■ **AIM OF THE EXERCISE**: Can you reproduce, word for word, everything from the line containing "the concrete rubble." down to the end of the entries, including both of those ends?

■ **INPUT MATERIAL**:
^^^^^^^^
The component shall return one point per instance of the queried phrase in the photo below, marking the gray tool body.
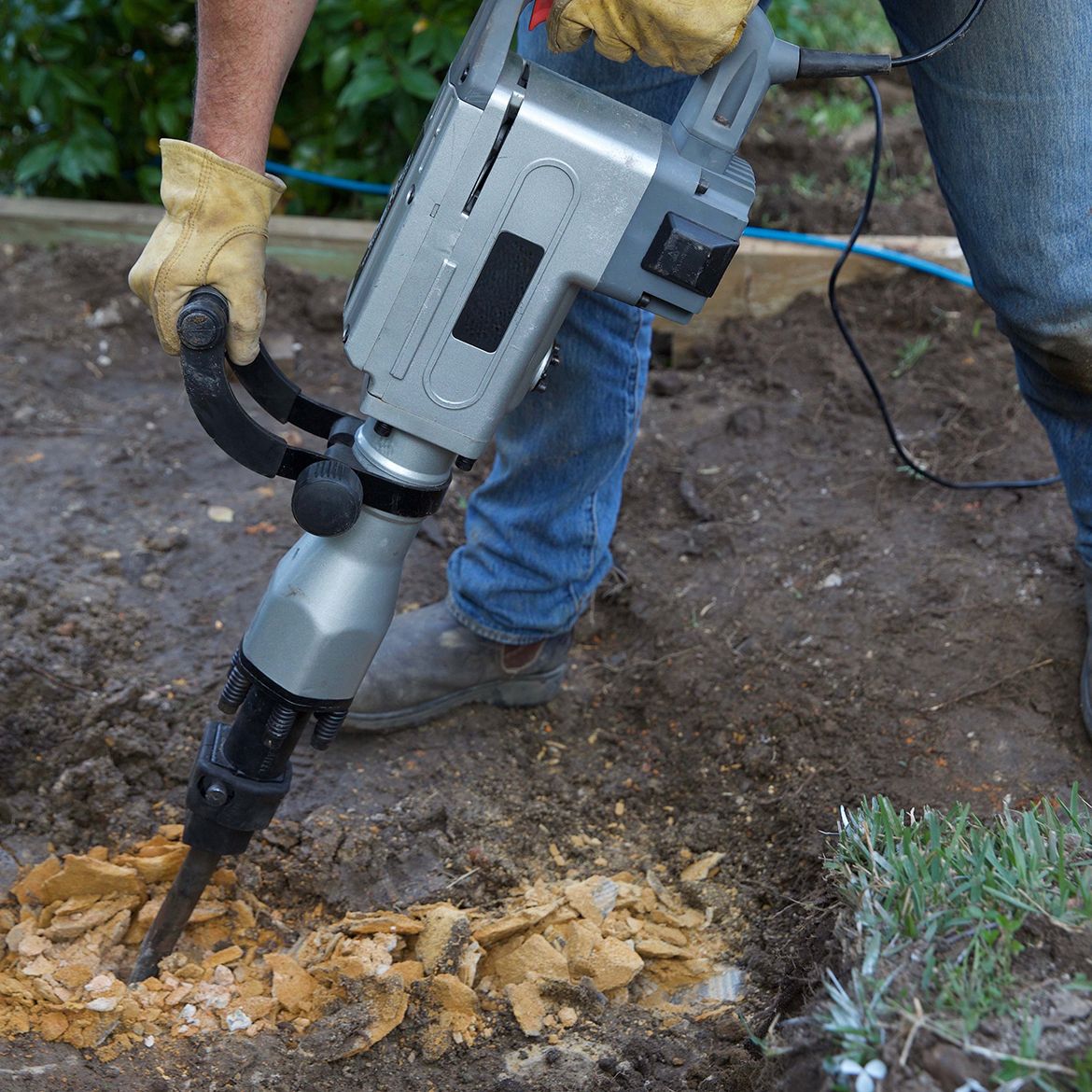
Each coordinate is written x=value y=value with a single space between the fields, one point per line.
x=525 y=188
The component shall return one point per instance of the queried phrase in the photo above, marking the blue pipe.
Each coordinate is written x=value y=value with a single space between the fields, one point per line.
x=884 y=255
x=328 y=180
x=756 y=232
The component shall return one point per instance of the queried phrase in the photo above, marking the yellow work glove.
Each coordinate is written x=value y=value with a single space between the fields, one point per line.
x=214 y=232
x=687 y=35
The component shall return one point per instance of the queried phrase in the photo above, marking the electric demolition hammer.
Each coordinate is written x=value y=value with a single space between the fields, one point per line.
x=525 y=188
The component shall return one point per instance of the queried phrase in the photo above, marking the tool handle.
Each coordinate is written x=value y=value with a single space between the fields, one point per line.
x=476 y=69
x=715 y=116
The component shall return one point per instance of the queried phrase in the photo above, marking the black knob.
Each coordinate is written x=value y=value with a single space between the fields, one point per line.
x=328 y=498
x=203 y=319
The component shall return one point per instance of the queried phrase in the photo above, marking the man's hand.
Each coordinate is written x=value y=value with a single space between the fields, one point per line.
x=213 y=232
x=687 y=35
x=217 y=200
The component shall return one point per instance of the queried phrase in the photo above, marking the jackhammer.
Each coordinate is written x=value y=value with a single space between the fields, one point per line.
x=525 y=188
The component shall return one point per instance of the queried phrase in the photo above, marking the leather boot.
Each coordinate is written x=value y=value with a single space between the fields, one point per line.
x=428 y=664
x=1086 y=666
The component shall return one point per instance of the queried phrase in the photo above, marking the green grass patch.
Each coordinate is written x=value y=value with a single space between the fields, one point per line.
x=846 y=25
x=943 y=906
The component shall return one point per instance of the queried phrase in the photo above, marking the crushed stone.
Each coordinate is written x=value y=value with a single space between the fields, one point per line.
x=552 y=955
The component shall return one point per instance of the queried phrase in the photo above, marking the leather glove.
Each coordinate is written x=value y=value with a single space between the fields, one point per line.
x=687 y=35
x=213 y=233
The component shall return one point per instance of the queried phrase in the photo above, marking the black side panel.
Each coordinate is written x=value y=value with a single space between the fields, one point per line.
x=500 y=287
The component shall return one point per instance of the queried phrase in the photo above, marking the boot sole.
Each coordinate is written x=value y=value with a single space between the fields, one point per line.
x=516 y=693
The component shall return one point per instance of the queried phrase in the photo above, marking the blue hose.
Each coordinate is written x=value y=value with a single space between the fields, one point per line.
x=887 y=256
x=334 y=184
x=756 y=232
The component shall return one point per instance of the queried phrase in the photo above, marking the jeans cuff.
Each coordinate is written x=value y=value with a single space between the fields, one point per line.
x=468 y=621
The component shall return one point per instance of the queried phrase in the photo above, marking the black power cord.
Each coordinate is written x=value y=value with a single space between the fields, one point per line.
x=904 y=456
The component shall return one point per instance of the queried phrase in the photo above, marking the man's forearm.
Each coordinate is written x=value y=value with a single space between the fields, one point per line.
x=245 y=49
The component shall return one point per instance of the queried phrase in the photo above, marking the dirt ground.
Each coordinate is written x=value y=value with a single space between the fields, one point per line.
x=791 y=624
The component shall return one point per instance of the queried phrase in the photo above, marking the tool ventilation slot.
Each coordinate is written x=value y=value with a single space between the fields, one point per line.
x=506 y=128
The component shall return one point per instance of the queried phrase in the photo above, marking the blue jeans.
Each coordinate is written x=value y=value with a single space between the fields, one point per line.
x=1008 y=115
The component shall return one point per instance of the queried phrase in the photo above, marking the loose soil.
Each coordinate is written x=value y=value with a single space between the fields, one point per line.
x=791 y=624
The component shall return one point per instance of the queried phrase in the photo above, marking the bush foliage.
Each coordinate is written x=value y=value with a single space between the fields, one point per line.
x=89 y=87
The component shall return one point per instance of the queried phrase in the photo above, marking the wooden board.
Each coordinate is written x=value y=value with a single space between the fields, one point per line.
x=763 y=280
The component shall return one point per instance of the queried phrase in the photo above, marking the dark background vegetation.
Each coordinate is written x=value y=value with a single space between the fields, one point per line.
x=88 y=88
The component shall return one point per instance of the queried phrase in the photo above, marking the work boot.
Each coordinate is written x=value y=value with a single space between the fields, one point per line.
x=1086 y=667
x=428 y=663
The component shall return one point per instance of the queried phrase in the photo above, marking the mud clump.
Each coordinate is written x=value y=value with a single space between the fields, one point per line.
x=553 y=953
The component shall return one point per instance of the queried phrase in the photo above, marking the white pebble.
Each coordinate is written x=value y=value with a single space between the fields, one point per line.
x=237 y=1020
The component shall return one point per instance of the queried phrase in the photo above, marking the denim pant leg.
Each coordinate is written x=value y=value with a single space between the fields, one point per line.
x=1008 y=116
x=539 y=530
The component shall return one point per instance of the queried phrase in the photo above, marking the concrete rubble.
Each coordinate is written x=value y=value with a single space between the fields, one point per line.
x=551 y=957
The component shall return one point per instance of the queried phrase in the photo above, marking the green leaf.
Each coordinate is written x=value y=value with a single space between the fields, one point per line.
x=335 y=69
x=417 y=81
x=371 y=81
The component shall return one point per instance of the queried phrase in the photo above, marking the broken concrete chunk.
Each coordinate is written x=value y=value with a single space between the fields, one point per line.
x=363 y=925
x=534 y=956
x=614 y=964
x=441 y=945
x=85 y=875
x=72 y=924
x=527 y=1007
x=493 y=932
x=452 y=1009
x=291 y=985
x=29 y=889
x=701 y=868
x=593 y=898
x=660 y=949
x=155 y=864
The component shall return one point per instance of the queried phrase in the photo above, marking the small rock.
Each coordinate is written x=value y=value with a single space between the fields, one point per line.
x=666 y=385
x=527 y=1007
x=746 y=422
x=701 y=868
x=237 y=1020
x=105 y=316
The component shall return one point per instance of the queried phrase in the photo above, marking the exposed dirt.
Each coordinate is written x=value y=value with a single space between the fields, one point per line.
x=811 y=175
x=791 y=625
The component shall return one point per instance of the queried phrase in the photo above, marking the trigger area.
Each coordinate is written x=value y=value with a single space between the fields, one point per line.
x=540 y=12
^^^^^^^^
■ **COMPLETED TASK**:
The component shall return one point per instance of the queried phrase in the photo above, marking the concrete rubble.
Each coordinate is written x=value y=value with a single space between the fields, one point per line.
x=551 y=957
The component shall return one point per instance of the queried phrase in the photo above, marking the green leaf.
Each coordinate is written x=value y=value with a single space between the fields, one point per line.
x=335 y=69
x=417 y=81
x=371 y=81
The component shall return one point per instance of the queried phrase in the photo above, marking the broken concrete chunk.
Each coordinate is written x=value y=value with a single space between the fields, one point per line.
x=363 y=925
x=534 y=956
x=614 y=964
x=441 y=945
x=85 y=875
x=72 y=924
x=527 y=1007
x=493 y=932
x=452 y=1009
x=291 y=985
x=29 y=889
x=701 y=868
x=593 y=898
x=660 y=949
x=155 y=864
The component shall return one point per instance of the queried phrase in the photo above, marking the small rock.
Each coordinate is written x=value y=value with a single space between the fields, one point per line.
x=666 y=385
x=527 y=1007
x=746 y=422
x=701 y=868
x=237 y=1020
x=105 y=316
The component shall return one point per instance of the queried phrase in the photo above, marking the exposed dirt.
Each coordinate is written x=value y=value with a single space between the fields, one point per line.
x=811 y=175
x=791 y=625
The component shall return one point per instance of the queried phrase in the photo above, marking the trigger area.
Each coordinate is written x=value y=value with a single space between the fields, one point per line.
x=540 y=12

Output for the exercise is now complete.